What to produce. Copy the lines of the listing below, from the line that contains "In this exercise you will label the red and" through the end of the listing. Keep every text line unchanged, but scale each coordinate by 1.6 and round it to a whole number, rounding halves up. Leave out the pictures and give only these lines.

-- begin --

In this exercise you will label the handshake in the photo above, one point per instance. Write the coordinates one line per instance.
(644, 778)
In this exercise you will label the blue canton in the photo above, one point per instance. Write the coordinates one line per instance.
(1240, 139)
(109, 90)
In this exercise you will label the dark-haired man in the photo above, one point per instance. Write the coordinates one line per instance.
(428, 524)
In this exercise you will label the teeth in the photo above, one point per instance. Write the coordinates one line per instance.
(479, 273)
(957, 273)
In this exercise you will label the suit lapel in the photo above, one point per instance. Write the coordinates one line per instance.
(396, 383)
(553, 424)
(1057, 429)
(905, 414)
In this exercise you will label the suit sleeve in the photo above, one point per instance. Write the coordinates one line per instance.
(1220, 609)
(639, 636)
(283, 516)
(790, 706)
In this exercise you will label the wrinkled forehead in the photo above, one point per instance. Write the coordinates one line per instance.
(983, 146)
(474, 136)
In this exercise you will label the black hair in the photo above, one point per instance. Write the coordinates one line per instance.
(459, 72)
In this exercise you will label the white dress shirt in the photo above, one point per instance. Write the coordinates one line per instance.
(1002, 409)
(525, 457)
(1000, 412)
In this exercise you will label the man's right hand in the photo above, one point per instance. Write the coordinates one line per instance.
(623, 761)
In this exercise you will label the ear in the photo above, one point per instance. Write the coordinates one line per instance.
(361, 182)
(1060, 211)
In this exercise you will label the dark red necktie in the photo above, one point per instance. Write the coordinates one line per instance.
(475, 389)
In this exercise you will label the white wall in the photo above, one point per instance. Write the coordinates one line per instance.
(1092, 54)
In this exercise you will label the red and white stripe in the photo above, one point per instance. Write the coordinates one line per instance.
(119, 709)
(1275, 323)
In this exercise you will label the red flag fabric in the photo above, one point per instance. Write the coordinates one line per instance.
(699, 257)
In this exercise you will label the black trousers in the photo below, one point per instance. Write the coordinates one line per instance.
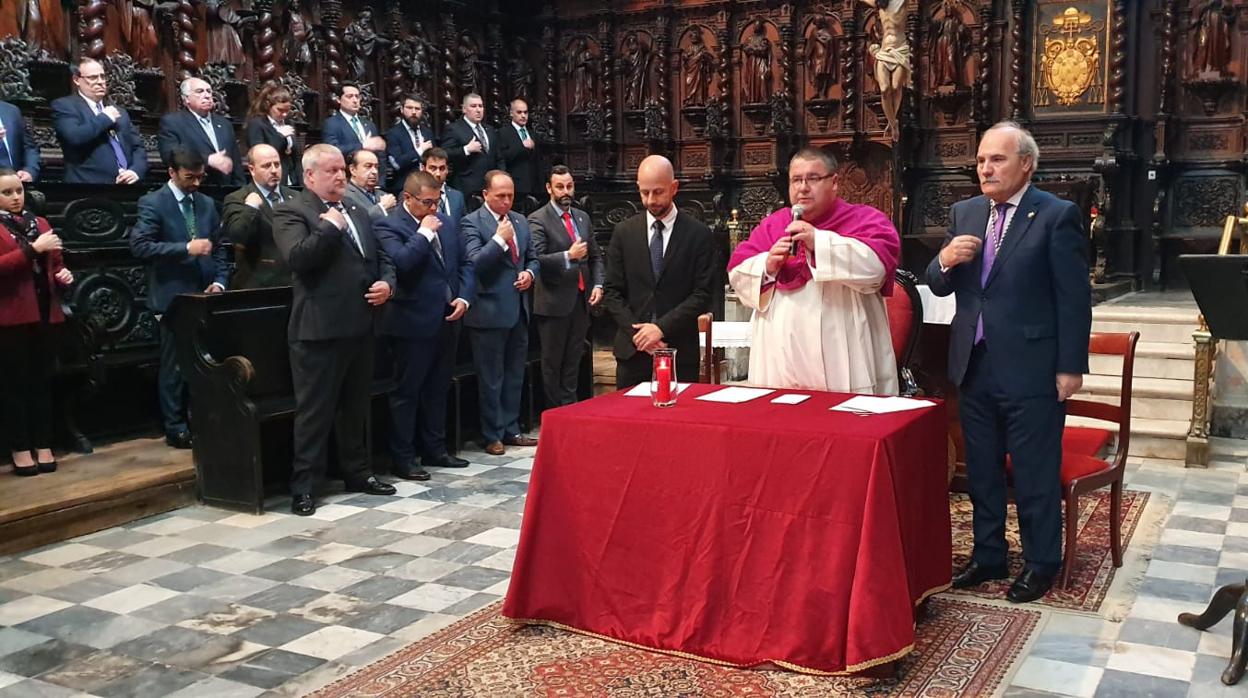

-- end --

Complete answer.
In this exercise you will label the red and white stripe in the photo above, one point per instance. Write the coordinates one line per instance.
(190, 1134)
(2040, 517)
In this exercise you will label the red flag fabric in the photo above, one point per instance. Write the coordinates one line per instance.
(1118, 411)
In this exercise you will label the black trousers in the photo below, one point per instance. Write the coordinates one line per instance.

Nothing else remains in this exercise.